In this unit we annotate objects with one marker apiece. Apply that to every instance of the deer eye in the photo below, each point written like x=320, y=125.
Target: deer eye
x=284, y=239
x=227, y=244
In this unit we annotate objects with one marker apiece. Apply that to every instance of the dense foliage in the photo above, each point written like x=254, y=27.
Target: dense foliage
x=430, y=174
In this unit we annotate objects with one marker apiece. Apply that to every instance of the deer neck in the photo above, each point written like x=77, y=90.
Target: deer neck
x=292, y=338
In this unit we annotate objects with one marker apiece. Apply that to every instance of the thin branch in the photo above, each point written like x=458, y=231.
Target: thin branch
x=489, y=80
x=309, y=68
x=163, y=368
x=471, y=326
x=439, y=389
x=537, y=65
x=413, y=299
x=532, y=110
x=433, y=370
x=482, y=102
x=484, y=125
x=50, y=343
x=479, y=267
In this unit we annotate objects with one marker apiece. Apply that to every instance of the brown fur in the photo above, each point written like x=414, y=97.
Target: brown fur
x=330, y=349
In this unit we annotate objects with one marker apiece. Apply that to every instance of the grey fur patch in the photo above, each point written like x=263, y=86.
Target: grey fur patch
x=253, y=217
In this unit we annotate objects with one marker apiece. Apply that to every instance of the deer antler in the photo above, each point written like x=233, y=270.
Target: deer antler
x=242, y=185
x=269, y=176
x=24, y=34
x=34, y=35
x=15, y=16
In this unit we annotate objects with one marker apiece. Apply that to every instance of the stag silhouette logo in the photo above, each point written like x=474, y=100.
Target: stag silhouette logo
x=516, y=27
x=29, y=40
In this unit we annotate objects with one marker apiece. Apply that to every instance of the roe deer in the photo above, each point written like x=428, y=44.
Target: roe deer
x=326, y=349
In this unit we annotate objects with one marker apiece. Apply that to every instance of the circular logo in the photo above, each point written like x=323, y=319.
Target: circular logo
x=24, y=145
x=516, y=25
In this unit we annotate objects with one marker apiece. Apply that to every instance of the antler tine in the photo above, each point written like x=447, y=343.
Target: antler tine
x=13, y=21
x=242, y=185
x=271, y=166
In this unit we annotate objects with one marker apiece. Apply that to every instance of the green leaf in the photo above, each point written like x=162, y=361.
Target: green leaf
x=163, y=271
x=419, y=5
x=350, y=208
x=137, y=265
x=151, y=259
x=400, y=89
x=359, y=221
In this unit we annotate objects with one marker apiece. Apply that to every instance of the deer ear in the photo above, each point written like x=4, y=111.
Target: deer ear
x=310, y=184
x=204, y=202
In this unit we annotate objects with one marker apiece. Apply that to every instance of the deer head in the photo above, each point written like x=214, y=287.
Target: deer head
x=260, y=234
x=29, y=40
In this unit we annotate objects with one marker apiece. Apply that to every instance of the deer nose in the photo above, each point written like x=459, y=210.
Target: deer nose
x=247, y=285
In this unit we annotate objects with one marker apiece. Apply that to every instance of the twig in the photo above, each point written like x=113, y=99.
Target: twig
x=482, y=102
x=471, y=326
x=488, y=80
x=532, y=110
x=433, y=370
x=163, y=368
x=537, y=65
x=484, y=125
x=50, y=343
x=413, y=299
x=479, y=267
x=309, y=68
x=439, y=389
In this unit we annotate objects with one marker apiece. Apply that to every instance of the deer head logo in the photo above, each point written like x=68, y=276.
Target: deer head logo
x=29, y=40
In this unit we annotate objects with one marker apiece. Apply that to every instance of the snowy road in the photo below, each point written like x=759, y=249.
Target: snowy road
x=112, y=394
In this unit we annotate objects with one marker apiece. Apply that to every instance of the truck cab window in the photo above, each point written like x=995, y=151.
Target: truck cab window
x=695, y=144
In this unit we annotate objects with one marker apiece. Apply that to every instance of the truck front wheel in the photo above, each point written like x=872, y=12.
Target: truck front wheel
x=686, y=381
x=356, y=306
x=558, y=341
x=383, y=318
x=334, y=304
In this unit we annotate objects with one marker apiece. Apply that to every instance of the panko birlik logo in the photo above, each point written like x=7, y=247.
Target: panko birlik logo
* * * * * * *
#### YOUR OBJECTIVE:
Reproduce the material above, swapping "marker" for "dot" throughout and leaving everything else untouched.

#### TASK SOLUTION:
In this unit we annotate objects with one dot apiece. Apply that to every instance of the deer eye in the photo below, each point written like x=320, y=125.
Target: deer eye
x=284, y=239
x=227, y=244
In this unit we annotate objects with one dot apiece. Apply that to every instance of the dense foliage in the photo above, each point written like x=254, y=27.
Target: dense foliage
x=430, y=174
In this unit we annotate objects with one dot apiece. Apply that to every instance of the deer neck in the photo above, each point written like x=77, y=90.
Target: deer neck
x=292, y=338
In this unit we annotate objects with one dot apiece. Apply that to every instance of the thin branch in the photo above, each point written like x=458, y=231.
Target: thin branch
x=489, y=80
x=309, y=68
x=163, y=368
x=471, y=326
x=439, y=389
x=537, y=65
x=413, y=299
x=532, y=110
x=433, y=370
x=482, y=102
x=484, y=125
x=50, y=343
x=479, y=267
In this unit we annotate objects with one dot apiece. Apply that to every instance of the brown fur in the photo above, each point written like x=414, y=97.
Target: brown fur
x=330, y=349
In this unit we annotate objects with one dot apiece. Apply that to every instance of the grey fur patch in the photo above, each point written like x=263, y=86.
Target: grey fur patch
x=253, y=217
In this unit we annotate objects with one dot apiece. Apply that to every instance of the deer antler in the photo above, each point written like x=233, y=270.
Target: deer antler
x=242, y=185
x=269, y=176
x=24, y=34
x=34, y=35
x=15, y=16
In this unit we annotate objects with one dot apiece. Apply that to every instance of the stag silhouette logo in the photo above, each point written like x=474, y=100.
Target: stag silhouette logo
x=516, y=27
x=29, y=40
In this unit we annotate objects with one dot apiece. Apply that to every instance of the roe deer in the photo above, each point written like x=428, y=44.
Target: roe deer
x=326, y=349
In this unit we annotate objects with one dot apiece. Apply that to every instance of the circular logo in the photo above, each point written like x=323, y=319.
Target: circular logo
x=24, y=145
x=516, y=25
In this unit we annotate objects with one dot apiece. Apply that to every instance of the antler tine in the photo above, each point written like x=447, y=343.
Target: antler tine
x=13, y=21
x=242, y=185
x=271, y=166
In this unit we annotate objects with one dot apiece. Apply that to every instance of the green leaf in the photo above, each point written like x=162, y=361.
Target: green leaf
x=163, y=271
x=419, y=5
x=350, y=208
x=137, y=265
x=151, y=259
x=400, y=89
x=359, y=221
In this unit we annotate objects with one dot apiece. Apply that to every instance of the deer ear in the photo above, each point written like x=4, y=111.
Target: deer ear
x=310, y=184
x=204, y=202
In this unit we annotate objects with one dot apiece. Apply that to every instance of the deer head in the photo above, each point written like x=214, y=287.
Target: deer head
x=260, y=234
x=29, y=40
In this unit we annotate objects with one dot apiece. Apply that to every instance of the deer nose in the photo above, each point written like x=459, y=210.
Target: deer nose
x=247, y=285
In this unit we annotate objects with one dot apiece. Apply that to every instance of the twig in the photo above, each point written like x=113, y=99.
Target: twig
x=482, y=102
x=471, y=326
x=488, y=80
x=532, y=110
x=433, y=370
x=163, y=368
x=537, y=65
x=484, y=125
x=50, y=343
x=413, y=299
x=479, y=267
x=309, y=68
x=439, y=389
In this unit we annotate objects with one dot apiece. Apply that to every instance of the deer head logo in the photo above, each point written like x=68, y=276.
Target: deer head logo
x=29, y=40
In this unit we annotate objects with one dot apiece. Apply that to every instance of the snowy road in the photo below, each point written like x=759, y=249.
Target: snowy road
x=112, y=394
In this unit we annotate objects with one dot apiece. Apply that to every instance of the truck cab window in the photo above, each point written like x=995, y=151.
Target: truck cab window
x=695, y=144
In this unit we annotate objects with one dot apiece. Apply that to every instance of the truck front wheel in the photo above, each point written like x=872, y=12.
Target: truck front wheel
x=686, y=381
x=356, y=306
x=558, y=341
x=383, y=318
x=334, y=304
In this unit we annotate objects with one dot apiece. Apply that to every instance of the panko birlik logo in the photo above, each point written like x=7, y=247.
Target: panko birlik logo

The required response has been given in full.